__EXERCISE INSTRUCTIONS__
a – Could you reproduce the passage of the business-sale checklist from "This is the" up to and including "the corporate stack.", word for word?
b – Can you take the checklist on selling a Canadian private business further, starting right after its final sentence?

__PAGE EXTRACT__
+++++

Selling your business.

Conor McGowanBy Conor McGowan · Published Jun 02, 2026 · Updated Jul 07, 2026 · 11 min read

TL;DR — Key Takeaways

The Short Answer

A step-by-step checklist for selling a Canadian private business — corporate cleanup, LCGE purification, share-sale vs. asset-sale, safe income calculations, tax-loss planning, and the coordination between accountant, lawyer, and insurance advisor in the twelve months before close.

  • Start the QSBC 24-month holding clock early — the test looks back 24 months from sale.
  • Purify passive assets above the 10% threshold.
  • Confirm family trust resolutions and beneficiary allocations before signing.
  • Plan post-close: holdco for proceeds, IRP/IPP/IFA for the next chapter.

Who this is for: Owners with a target sale window 12–24 months out.

The 24-month operational checklist that runs alongside the strategy — what to do, when to do it, and what every item is solving for.

24 moMinimum Runway
90%QSBC Active Asset Test
$1.25M+LCGE per Individual
LCGE × Family Trust
01 — Use this with the strategy guide

The companion to Selling Your Business in Canada.

This is the operational layer. It is meant to be opened next to the strategic guide and the succession plan — and worked through in order, with the seller's CPA and corporate counsel, over the 24 months before a target close date.

Read the strategic context first in Selling Your Business in Canada and Succession Planning. Then use this checklist to actually move.

02 — Foundation

Phase 1 · 24–18 months out.

Structure

Confirm the corporate stack.

  • Confirm CCPC status and ownership chain (Canadian residency of all controlling shareholders).
  • Verify or implement an estate freeze if not already done — see the Section 85 guide.
  • Confirm or settle a discretionary family trust holding the growth common shares.
  • Engage a CBV for a baseline valuation. This number anchors every later decision.
  • Order a tax-structure memo from corporate tax counsel: target deal structure, LCGE plan, post-close cash flow.
Insurance audit

Inventory the policies.

  • List every policy owned by opco, holdco or the family — face amount, owner, beneficiary, cash value, CDA position.
  • Identify policies that need to move out of opco before sale (typically corporately owned permanent insurance on the seller).
  • Coordinate with COLI advisor on the cleanest transfer mechanism — to holdco, to the seller personally, or to a family trust — and the timing relative to QSBC tests.

+++++

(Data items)
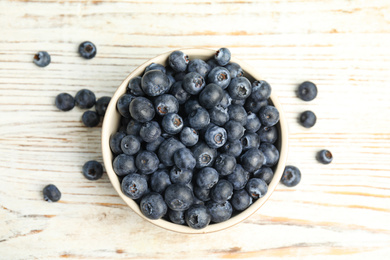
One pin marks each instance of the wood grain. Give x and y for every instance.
(338, 211)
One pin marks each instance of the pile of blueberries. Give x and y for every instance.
(196, 141)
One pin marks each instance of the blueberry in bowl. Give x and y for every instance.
(207, 136)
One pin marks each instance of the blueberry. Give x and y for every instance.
(241, 200)
(222, 56)
(166, 104)
(42, 59)
(225, 164)
(271, 154)
(291, 176)
(159, 181)
(235, 70)
(256, 188)
(179, 93)
(154, 83)
(204, 155)
(219, 115)
(141, 109)
(101, 105)
(202, 193)
(51, 193)
(233, 148)
(133, 127)
(193, 83)
(324, 156)
(146, 162)
(210, 96)
(199, 118)
(240, 88)
(238, 113)
(90, 118)
(254, 106)
(264, 173)
(307, 91)
(268, 134)
(85, 98)
(150, 131)
(115, 142)
(269, 116)
(130, 145)
(123, 105)
(199, 66)
(178, 61)
(124, 164)
(172, 123)
(153, 146)
(180, 176)
(234, 130)
(134, 87)
(216, 137)
(134, 186)
(197, 217)
(206, 178)
(153, 206)
(87, 50)
(252, 159)
(178, 197)
(167, 150)
(177, 217)
(261, 90)
(219, 212)
(64, 102)
(308, 119)
(250, 140)
(222, 191)
(219, 76)
(238, 178)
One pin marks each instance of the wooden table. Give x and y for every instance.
(338, 211)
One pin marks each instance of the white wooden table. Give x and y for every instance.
(338, 211)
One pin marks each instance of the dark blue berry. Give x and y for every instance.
(51, 193)
(124, 164)
(308, 119)
(155, 83)
(153, 206)
(42, 59)
(307, 91)
(134, 186)
(178, 197)
(87, 50)
(141, 109)
(130, 145)
(291, 176)
(85, 98)
(90, 118)
(64, 102)
(197, 217)
(324, 156)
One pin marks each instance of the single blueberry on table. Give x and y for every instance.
(307, 119)
(92, 170)
(324, 156)
(85, 98)
(291, 176)
(64, 102)
(51, 193)
(42, 59)
(87, 50)
(134, 186)
(90, 118)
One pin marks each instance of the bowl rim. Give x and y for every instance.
(108, 129)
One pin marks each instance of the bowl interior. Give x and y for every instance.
(112, 121)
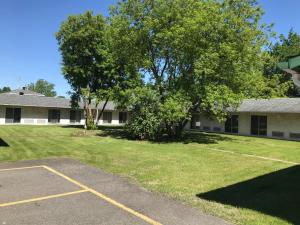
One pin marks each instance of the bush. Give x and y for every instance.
(144, 124)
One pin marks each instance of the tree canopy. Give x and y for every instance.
(278, 84)
(43, 87)
(89, 65)
(5, 89)
(207, 52)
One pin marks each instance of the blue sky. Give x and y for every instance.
(29, 51)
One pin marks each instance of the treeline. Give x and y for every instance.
(163, 60)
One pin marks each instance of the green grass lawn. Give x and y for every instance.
(243, 190)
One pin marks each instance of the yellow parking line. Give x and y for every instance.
(20, 168)
(106, 198)
(42, 198)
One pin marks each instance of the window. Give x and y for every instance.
(107, 117)
(75, 116)
(13, 115)
(195, 121)
(277, 134)
(295, 135)
(232, 124)
(206, 128)
(259, 125)
(53, 116)
(217, 129)
(122, 117)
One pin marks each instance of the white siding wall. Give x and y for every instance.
(212, 124)
(278, 122)
(33, 115)
(2, 115)
(38, 116)
(115, 119)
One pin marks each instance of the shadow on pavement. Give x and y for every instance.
(275, 194)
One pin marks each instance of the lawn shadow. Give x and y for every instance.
(188, 136)
(275, 194)
(3, 143)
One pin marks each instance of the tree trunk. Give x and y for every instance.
(102, 110)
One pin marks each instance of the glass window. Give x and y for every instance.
(107, 117)
(259, 125)
(232, 124)
(122, 117)
(53, 116)
(13, 115)
(75, 116)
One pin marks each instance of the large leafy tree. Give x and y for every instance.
(278, 83)
(90, 65)
(43, 87)
(5, 89)
(87, 64)
(207, 53)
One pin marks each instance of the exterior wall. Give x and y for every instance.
(2, 115)
(205, 124)
(276, 122)
(38, 116)
(115, 118)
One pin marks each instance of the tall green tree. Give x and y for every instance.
(207, 52)
(43, 87)
(5, 89)
(87, 64)
(279, 84)
(287, 47)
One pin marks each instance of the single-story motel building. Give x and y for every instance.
(274, 118)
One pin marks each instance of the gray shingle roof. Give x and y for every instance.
(34, 99)
(274, 105)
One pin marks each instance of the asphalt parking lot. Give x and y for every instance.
(67, 192)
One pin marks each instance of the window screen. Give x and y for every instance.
(232, 124)
(259, 125)
(53, 116)
(13, 115)
(122, 117)
(75, 116)
(107, 117)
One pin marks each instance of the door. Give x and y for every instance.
(259, 125)
(13, 115)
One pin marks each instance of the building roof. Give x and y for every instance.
(21, 97)
(274, 105)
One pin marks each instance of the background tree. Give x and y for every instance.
(90, 64)
(278, 84)
(207, 53)
(5, 89)
(87, 65)
(43, 87)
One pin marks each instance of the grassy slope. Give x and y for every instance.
(180, 170)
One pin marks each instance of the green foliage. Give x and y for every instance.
(91, 67)
(5, 89)
(209, 50)
(43, 87)
(174, 112)
(90, 125)
(87, 64)
(277, 83)
(145, 121)
(287, 47)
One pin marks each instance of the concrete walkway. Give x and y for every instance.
(67, 192)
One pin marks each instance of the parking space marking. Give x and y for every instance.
(104, 197)
(20, 168)
(42, 198)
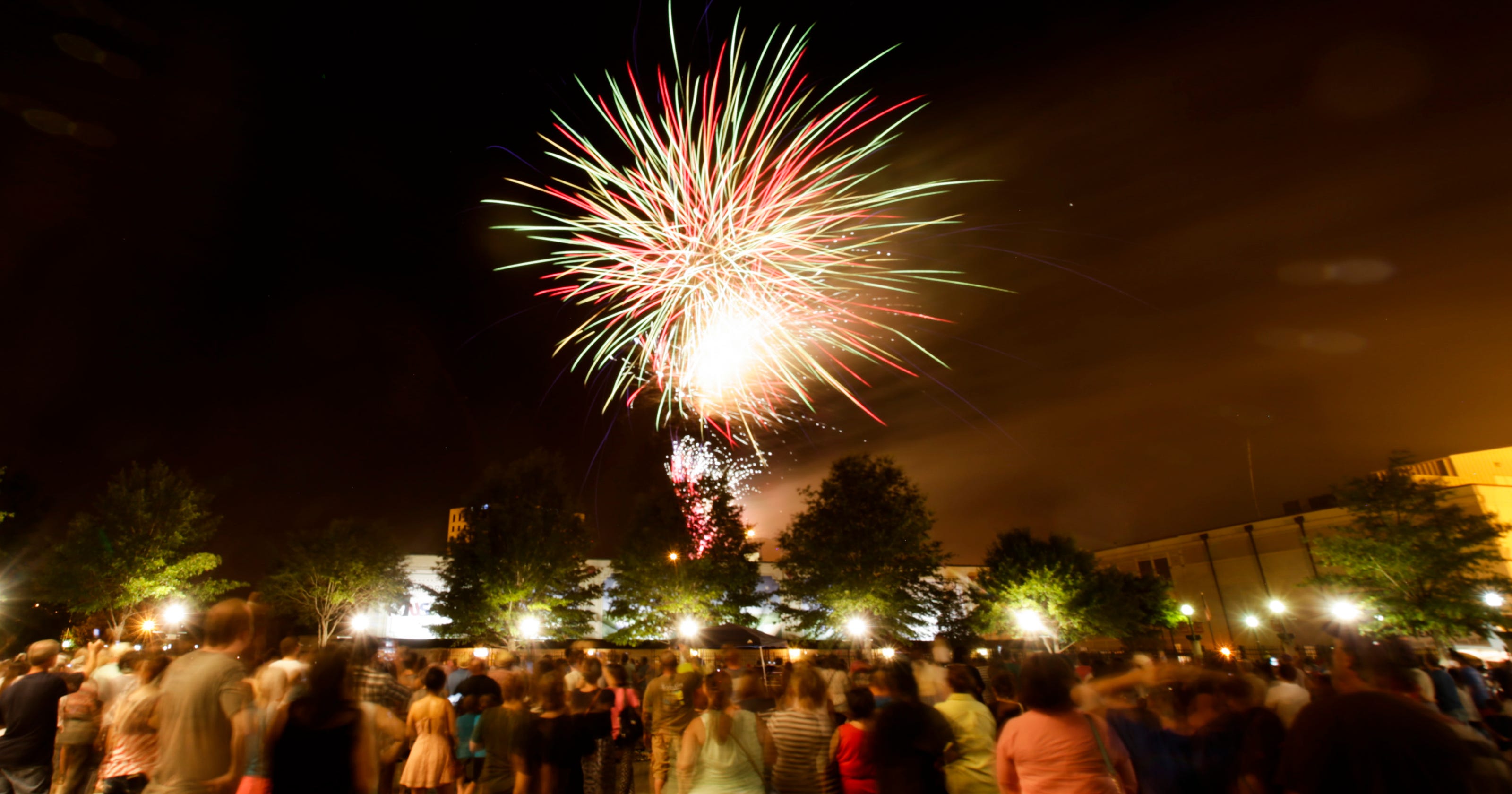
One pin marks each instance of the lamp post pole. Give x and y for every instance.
(1192, 633)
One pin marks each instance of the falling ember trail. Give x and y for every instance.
(695, 469)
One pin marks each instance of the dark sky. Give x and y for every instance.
(249, 242)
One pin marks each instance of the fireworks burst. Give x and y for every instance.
(732, 247)
(693, 469)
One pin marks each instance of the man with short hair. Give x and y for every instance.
(203, 690)
(29, 711)
(1374, 737)
(669, 710)
(289, 660)
(110, 680)
(374, 686)
(1287, 696)
(480, 682)
(574, 677)
(454, 675)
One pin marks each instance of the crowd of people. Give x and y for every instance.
(1381, 716)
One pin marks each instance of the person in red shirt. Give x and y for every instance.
(850, 746)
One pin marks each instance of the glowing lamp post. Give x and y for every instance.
(858, 630)
(1192, 631)
(1345, 612)
(1253, 622)
(174, 616)
(1280, 610)
(1032, 624)
(530, 630)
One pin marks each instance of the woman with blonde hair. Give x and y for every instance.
(802, 730)
(725, 751)
(130, 735)
(433, 731)
(250, 731)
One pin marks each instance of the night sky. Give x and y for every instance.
(250, 242)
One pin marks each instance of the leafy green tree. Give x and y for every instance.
(651, 594)
(521, 556)
(1066, 592)
(1419, 561)
(327, 577)
(141, 545)
(862, 548)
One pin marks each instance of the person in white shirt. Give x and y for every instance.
(1287, 698)
(289, 665)
(108, 677)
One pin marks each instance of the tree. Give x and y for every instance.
(519, 557)
(651, 592)
(141, 545)
(1027, 581)
(862, 548)
(1416, 560)
(330, 575)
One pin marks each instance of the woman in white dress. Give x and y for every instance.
(725, 751)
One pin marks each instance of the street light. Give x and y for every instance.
(1254, 630)
(1280, 610)
(1192, 631)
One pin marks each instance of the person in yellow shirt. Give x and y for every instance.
(973, 770)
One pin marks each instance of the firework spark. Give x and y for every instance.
(732, 249)
(695, 468)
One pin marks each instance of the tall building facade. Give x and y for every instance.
(1230, 574)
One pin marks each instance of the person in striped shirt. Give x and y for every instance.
(802, 730)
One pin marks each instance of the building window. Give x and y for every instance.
(1159, 566)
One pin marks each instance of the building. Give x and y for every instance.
(1233, 572)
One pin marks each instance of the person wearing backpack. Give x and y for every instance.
(627, 728)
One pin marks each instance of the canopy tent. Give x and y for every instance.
(732, 634)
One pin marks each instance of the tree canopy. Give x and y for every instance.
(1065, 587)
(862, 548)
(1420, 563)
(327, 577)
(651, 594)
(522, 554)
(141, 544)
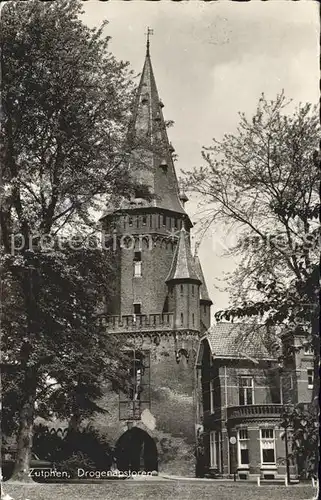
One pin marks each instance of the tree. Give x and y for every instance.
(262, 183)
(65, 108)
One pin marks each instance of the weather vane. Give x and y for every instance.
(149, 32)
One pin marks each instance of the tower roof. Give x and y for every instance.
(204, 295)
(152, 164)
(183, 265)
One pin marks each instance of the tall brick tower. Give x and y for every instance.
(160, 303)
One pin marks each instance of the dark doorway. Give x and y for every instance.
(136, 451)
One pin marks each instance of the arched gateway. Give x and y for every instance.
(136, 451)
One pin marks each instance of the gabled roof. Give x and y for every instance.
(204, 295)
(239, 341)
(183, 265)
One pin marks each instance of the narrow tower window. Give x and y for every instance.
(137, 264)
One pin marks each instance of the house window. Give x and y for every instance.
(137, 264)
(267, 440)
(246, 391)
(212, 397)
(215, 450)
(310, 378)
(243, 447)
(308, 350)
(137, 308)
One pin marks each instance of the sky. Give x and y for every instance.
(212, 60)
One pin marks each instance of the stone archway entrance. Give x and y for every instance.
(136, 451)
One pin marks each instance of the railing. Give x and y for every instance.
(138, 322)
(252, 411)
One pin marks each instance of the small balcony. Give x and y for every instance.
(262, 411)
(138, 322)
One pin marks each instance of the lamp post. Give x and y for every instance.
(233, 449)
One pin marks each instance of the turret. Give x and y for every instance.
(184, 286)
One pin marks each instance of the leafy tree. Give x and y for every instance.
(65, 109)
(262, 184)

+++++

__RESPONSES PER TASK__
a –
This is the operational layer. It is meant to be opened next to the strategic guide and the succession plan — and worked through in order, with the seller's CPA and corporate counsel, over the 24 months before a target close date.

Read the strategic context first in Selling Your Business in Canada and Succession Planning. Then use this checklist to actually move.

02 — Foundation

Phase 1 · 24–18 months out.

Structure

Confirm the corporate stack.

b –
03 — Purify

Phase 2 · 18–12 months out.

QSBC purification

Start the asset test clock.

  • Quantify passive assets in opco: excess cash, marketable securities, non-operating real estate, idle investments. Calculate active vs. passive percentage.
  • Move passive assets out of opco via intercorporate tax-free dividend to holdco, or via repayment of inter-company loans.
  • Convert passive cash into active-use assets where appropriate (equipment, inventory, working capital), not as an accounting trick but as a real operational move.
  • Track active-asset ratio monthly — both the 50% throughout-24-months test and the 90% at-sale test must be met.
  • Confirm 24-month share-holding period for every shareholder who intends to claim the LCGE (including each adult trust beneficiary if multiplying).
Crystallization decision

Crystallize the LCGE if rules concern you.

  • Decide whether to crystallize the LCGE now under a voluntary section 85 election — useful if the 2026 inclusion rate or LCGE limits change, or if QSBC status may not hold to close.
  • Model AMT exposure of the crystallization on the personal return — AMT can be material on a $1.25M+ gain.
  • Coordinate with CNIL position — investment-loss / investment-income history can reduce available LCGE.
04 — Prepare

Phase 3 · 12–6 months out.

Financial readiness

Clean financials and operational story.

  • Three years of clean, reviewed (or audited) financial statements — buyer's quality-of-earnings team will tear them apart.
  • Normalize EBITDA add-backs: discretionary owner expenses, personal vehicles, life insurance premiums, family salaries above market.
  • Year-end personal tax return is filed on time for the seller (and trust returns for the family trust).
  • Document recurring vs. one-time revenue; build the customer-concentration table that the buyer will ask for.
  • Strengthen the management team — buyers discount heavily for owner-dependent businesses.
Diligence pre-clean

Get ahead of the data room.

  • Build the data room: corporate records, cap table, minutes, shareholders' agreement, material contracts, IP, employee files, litigation.
  • Resolve corporate housekeeping: missing minutes, expired shareholders' agreements, unsigned IP assignments, unfiled trade-mark registrations.
  • Clear historical CRA matters: any open notices, unfiled returns, unresolved audits.
  • Confirm the lawyers: corporate M&A counsel, tax counsel for the deal, estate counsel for the proceeds.
05 — Market

Phase 4 · 6–3 months out.

Go to market

Engage advisors and approach buyers.

  • Sign the M&A advisor mandate; agree on process (limited auction vs. negotiated), buyer universe and timeline.
  • CIM and teaser drafted and approved by management, legal and tax.
  • Confirm LCGE allocation strategy within the family trust: which beneficiaries, what amounts, supporting documentation.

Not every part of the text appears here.